* WRITTEN EXERCISE
Copy the lines below verbatim, beginning with the line that includes "the finger, the" and continuing to the end; leave out everything before it.

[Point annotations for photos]
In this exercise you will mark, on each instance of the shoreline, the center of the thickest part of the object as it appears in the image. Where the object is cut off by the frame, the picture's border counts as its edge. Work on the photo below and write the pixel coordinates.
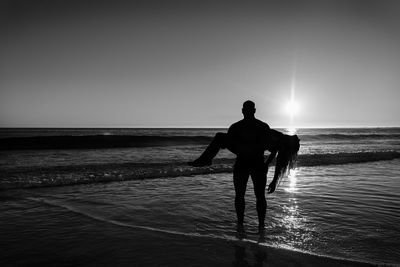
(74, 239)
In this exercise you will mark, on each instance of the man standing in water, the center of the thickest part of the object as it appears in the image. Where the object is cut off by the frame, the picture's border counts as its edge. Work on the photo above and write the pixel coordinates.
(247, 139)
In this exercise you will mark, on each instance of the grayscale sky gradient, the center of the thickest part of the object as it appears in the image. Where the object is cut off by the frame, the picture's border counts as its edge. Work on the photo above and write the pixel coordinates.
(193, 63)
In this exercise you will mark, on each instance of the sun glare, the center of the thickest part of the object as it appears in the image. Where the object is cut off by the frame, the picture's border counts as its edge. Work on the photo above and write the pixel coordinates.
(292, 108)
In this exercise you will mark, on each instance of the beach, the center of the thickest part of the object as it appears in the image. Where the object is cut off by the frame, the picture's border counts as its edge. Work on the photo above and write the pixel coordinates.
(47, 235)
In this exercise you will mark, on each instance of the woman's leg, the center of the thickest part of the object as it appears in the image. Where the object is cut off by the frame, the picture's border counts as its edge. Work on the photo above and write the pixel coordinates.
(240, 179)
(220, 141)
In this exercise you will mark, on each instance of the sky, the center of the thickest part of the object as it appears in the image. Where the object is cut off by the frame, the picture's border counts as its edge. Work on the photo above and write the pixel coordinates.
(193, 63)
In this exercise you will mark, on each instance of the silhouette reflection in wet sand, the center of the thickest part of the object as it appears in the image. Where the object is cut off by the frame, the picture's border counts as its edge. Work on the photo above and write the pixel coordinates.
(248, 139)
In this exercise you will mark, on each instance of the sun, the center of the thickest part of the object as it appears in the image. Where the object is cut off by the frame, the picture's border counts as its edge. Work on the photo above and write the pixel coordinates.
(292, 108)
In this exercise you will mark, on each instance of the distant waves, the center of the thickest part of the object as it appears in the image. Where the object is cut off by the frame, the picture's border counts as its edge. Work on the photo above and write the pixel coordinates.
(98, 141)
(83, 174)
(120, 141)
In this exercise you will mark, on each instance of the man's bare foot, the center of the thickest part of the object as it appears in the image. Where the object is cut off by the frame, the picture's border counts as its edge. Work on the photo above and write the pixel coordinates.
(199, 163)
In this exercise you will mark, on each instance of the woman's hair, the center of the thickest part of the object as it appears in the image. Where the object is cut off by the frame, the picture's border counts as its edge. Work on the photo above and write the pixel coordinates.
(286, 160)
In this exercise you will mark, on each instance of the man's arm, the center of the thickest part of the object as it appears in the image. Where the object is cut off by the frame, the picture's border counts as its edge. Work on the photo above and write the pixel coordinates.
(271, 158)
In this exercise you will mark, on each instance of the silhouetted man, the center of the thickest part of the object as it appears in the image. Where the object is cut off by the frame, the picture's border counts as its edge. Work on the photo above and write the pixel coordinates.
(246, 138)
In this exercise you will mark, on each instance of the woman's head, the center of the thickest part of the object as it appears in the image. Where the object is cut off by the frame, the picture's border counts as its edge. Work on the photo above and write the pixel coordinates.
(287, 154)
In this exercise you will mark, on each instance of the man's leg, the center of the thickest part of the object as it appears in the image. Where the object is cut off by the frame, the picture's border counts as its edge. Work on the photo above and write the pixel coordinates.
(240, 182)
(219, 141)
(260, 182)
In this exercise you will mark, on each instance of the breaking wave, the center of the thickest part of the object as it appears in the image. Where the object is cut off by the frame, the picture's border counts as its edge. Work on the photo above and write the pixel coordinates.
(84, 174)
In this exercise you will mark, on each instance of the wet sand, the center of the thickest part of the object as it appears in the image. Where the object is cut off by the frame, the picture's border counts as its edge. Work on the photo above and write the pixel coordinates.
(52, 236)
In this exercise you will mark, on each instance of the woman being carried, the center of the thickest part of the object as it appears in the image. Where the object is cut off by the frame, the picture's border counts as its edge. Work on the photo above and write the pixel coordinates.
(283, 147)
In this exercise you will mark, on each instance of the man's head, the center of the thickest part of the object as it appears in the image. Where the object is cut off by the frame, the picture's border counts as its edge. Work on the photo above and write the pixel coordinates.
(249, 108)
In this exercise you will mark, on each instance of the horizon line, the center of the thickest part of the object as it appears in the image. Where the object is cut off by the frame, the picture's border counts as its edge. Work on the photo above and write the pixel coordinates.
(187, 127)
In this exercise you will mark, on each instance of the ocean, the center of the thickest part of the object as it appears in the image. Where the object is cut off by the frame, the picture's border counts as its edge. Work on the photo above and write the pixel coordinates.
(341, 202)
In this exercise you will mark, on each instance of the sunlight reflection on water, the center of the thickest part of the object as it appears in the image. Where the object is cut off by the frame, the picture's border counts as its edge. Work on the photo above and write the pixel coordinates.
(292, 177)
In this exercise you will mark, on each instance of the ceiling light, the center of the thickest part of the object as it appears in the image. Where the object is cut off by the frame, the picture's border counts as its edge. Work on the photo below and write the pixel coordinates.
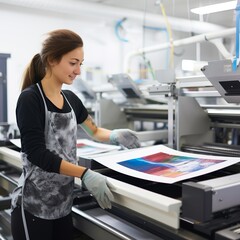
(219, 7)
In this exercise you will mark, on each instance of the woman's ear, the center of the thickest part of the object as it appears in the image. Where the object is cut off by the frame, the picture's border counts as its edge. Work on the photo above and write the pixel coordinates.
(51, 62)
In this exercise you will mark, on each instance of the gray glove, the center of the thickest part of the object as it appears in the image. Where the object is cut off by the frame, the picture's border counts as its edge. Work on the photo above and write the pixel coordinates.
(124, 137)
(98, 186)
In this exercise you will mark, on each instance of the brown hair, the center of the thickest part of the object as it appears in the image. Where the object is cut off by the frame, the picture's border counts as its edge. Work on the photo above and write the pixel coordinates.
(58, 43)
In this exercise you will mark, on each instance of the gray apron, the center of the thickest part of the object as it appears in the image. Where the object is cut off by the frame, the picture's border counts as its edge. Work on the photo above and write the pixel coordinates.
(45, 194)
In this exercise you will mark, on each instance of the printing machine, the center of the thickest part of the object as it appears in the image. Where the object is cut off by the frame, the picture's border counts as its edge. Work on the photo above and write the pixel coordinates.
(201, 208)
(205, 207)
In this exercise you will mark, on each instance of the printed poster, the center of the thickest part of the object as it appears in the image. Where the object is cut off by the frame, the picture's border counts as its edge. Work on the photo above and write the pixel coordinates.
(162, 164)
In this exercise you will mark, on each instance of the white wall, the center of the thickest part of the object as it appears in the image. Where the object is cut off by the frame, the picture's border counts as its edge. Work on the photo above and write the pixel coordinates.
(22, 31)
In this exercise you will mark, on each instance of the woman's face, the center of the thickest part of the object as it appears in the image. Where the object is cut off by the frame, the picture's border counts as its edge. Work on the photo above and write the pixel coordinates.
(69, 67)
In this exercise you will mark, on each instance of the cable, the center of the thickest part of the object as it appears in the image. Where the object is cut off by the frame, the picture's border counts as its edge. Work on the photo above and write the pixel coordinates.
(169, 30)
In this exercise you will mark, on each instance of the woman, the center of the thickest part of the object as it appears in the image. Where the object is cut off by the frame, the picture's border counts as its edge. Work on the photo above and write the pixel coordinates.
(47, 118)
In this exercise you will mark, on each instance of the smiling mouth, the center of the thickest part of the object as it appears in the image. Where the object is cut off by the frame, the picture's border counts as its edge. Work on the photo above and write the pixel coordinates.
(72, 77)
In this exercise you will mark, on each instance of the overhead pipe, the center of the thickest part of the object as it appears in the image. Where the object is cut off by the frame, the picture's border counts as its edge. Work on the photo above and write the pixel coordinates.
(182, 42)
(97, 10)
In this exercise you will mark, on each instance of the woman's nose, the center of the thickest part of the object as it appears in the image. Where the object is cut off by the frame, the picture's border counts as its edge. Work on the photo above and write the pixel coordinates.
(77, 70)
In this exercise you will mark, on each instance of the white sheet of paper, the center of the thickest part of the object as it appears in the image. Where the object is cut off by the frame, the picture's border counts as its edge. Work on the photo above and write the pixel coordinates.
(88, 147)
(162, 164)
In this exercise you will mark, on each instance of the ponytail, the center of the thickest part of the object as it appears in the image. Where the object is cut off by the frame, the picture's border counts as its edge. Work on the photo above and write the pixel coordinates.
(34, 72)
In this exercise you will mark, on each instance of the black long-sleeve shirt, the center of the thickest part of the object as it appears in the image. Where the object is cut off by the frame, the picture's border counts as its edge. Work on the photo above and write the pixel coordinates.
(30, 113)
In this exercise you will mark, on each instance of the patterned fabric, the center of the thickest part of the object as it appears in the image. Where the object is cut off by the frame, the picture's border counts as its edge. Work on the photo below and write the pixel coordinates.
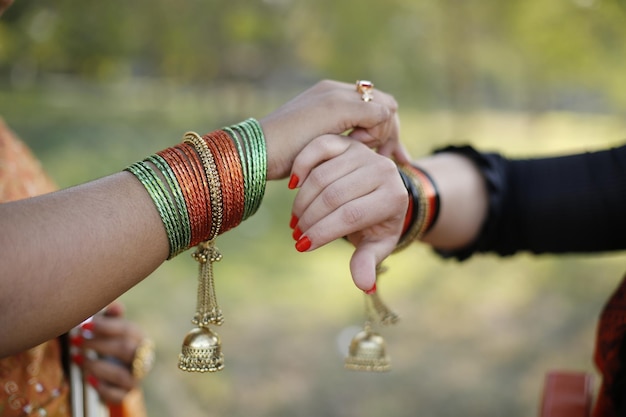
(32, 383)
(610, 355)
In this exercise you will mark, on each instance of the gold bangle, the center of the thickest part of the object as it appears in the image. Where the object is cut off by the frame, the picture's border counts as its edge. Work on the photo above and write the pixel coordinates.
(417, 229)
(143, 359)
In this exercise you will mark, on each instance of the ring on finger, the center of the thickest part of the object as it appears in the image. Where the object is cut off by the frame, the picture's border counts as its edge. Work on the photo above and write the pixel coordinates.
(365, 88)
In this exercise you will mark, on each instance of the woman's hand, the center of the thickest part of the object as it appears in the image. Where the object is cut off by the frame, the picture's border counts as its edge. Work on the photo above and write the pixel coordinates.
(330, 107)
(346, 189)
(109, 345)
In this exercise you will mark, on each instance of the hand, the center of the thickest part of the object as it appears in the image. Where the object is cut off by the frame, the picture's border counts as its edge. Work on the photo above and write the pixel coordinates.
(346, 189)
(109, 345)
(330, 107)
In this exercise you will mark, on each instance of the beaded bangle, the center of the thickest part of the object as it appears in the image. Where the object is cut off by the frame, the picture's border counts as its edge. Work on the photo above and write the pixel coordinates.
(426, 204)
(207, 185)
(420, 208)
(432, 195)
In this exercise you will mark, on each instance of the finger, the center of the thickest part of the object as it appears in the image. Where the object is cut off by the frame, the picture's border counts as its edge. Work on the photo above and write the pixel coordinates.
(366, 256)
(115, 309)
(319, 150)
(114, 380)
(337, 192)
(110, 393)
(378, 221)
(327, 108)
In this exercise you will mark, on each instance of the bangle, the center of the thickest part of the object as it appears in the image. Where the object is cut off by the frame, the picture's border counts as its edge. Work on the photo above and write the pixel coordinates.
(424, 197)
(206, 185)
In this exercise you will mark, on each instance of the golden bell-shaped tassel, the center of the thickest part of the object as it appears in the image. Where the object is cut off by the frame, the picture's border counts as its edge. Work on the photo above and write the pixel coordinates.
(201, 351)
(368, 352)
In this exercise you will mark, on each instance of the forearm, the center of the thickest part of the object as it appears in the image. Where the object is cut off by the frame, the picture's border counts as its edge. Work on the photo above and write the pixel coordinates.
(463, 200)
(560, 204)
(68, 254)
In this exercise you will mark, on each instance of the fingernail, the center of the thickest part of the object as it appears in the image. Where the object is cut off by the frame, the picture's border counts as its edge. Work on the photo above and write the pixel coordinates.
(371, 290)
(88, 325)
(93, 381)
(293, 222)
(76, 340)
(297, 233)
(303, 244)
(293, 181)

* TASK SOLUTION
In this exercise you will mark, on each instance of the finger, the center of the thickest part of the object as it appears in the image. Where the object is cut off by the frame, the picture's border counts as its edge. Work on the photo above and write the pixel coordinates.
(366, 256)
(115, 309)
(319, 150)
(114, 380)
(337, 192)
(110, 393)
(378, 221)
(327, 108)
In this exercise you will mark, on each instance of the bangle, the center of the thickest part of the object as it appears in the image. Where the object is cut off by the frame, the picture's border counts as its edge. Work on the photo above and write the pixel coordinates.
(424, 197)
(206, 185)
In this exercise you will mark, on each instance of the golden bell-shaped tassel, the center of the thickest part of the object as it appears in the image. Where the object is cut off by the frame, the picture's border counts as its edge. Work on the photo above and write the pixel coordinates.
(201, 351)
(368, 352)
In this exercise you will mark, on each instance of the forearm, the center of the thickest part of the object as it appears in the image. Where the object is cut off by the frame, the picture's border counts as its edge. Work on the photo above and write the pixel coordinates.
(463, 200)
(560, 204)
(68, 254)
In this exercise you will mark, on each instance of the fingernail, the center of the thickest part of the object as it appears in the image. Where the object is cut off by the frame, the picture's border counts as its edge. Work on the photo above and write the pixel coordinates.
(371, 290)
(88, 325)
(93, 381)
(293, 222)
(76, 340)
(297, 233)
(303, 244)
(293, 181)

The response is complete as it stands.